The rules can be so nonsensical as to drive the customer round the bend, although, when you study the small print, you’ll find that consequence is not covered by your policy. These unanticipated inflexibilities are not accidental. They are designed to boost insurers’ profits. A survey of civil and commercial organisations by the Alliance for Insurance Reform found most respondents were paying higher premiums for reduced cover due to inbuilt exclusions and increased excess-payment rates.
Mortgage-holders comprise another captive market as lending institutions oblige their customers to take out life policies to secure their borrowings. Then they must insure their homes.
As Ireland’s climate deteriorates, residents in areas prone to flooding are being denied insurance for their homes. Risk is the raison d’être of the insurance business. Citing it as a reason to refuse cover seems as logical as the – probably apocryphal – county council that built a windowless house for a blind man on the premise that he could not see the view.
Even if you reside atop a hill in a state of perpetual weather clemency, you may struggle to find home cover if you are silly enough to live in a house with a roof that is more than 30 per cent flat. Horror stories about flat roofed houses being flooded are so last century. Modern materials and construction regulations have ameliorated much of that risk. Insurers’ intransigence in either refusing cover or adding loadings to the premium, limit architectural variety in a landscape long blighted by bungalow bliss. It also militates against the green dream of sedum roofs that benefit biodiversity and reduce CO2 emissions.

Recorded information:

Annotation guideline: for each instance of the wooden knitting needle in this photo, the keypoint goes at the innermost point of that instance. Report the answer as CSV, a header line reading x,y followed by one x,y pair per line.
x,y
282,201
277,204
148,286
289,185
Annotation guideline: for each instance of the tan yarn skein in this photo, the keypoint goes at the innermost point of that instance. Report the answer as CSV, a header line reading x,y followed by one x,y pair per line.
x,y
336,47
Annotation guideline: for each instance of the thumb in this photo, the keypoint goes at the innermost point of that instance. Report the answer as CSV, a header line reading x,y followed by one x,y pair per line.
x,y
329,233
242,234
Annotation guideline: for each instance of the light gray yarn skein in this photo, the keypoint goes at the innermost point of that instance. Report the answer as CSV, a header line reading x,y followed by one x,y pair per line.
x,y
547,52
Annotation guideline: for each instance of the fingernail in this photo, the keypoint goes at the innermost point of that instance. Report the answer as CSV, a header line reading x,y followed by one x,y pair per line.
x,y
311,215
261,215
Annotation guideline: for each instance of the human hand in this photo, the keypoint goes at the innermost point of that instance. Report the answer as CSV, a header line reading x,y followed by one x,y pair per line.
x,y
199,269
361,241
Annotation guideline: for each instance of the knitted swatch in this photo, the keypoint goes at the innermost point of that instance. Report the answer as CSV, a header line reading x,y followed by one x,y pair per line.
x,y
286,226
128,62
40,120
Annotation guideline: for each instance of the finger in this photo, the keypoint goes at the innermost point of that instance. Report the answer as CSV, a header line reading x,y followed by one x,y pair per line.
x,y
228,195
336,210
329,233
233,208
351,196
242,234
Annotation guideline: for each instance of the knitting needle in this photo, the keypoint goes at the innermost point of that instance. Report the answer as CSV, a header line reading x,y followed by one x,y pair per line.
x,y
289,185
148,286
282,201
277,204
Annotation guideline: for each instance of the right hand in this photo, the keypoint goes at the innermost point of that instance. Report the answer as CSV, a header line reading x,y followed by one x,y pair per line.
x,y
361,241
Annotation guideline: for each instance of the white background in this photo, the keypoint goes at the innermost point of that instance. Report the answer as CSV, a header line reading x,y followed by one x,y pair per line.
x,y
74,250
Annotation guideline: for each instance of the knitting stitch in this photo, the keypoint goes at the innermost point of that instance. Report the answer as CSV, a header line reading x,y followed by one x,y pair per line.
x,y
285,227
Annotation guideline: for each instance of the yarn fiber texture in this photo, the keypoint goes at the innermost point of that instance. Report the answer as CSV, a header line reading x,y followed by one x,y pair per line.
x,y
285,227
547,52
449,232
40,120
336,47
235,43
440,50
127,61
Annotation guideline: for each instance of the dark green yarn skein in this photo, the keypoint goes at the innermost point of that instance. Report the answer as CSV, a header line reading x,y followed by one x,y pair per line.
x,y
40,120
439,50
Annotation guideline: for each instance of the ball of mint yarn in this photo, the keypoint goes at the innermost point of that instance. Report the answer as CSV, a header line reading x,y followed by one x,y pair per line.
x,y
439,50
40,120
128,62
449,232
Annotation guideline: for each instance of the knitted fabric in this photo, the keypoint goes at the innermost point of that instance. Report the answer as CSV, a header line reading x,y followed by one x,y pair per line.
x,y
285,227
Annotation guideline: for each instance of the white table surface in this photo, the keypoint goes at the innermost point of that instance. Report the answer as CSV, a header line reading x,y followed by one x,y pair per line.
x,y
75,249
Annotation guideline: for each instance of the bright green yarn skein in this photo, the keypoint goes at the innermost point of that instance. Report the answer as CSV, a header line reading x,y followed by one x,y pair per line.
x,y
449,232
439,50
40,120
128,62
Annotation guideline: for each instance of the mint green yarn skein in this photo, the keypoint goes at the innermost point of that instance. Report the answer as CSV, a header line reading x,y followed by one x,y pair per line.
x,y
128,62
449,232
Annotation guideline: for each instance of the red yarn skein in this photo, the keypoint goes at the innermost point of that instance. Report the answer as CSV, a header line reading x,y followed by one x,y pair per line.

Work to complete:
Please reproduce, word for word, the part of the insurance text above that opens with the words "Even if you" and closes with "reduce CO2 emissions.".

Response area:
Even if you reside atop a hill in a state of perpetual weather clemency, you may struggle to find home cover if you are silly enough to live in a house with a roof that is more than 30 per cent flat. Horror stories about flat roofed houses being flooded are so last century. Modern materials and construction regulations have ameliorated much of that risk. Insurers’ intransigence in either refusing cover or adding loadings to the premium, limit architectural variety in a landscape long blighted by bungalow bliss. It also militates against the green dream of sedum roofs that benefit biodiversity and reduce CO2 emissions.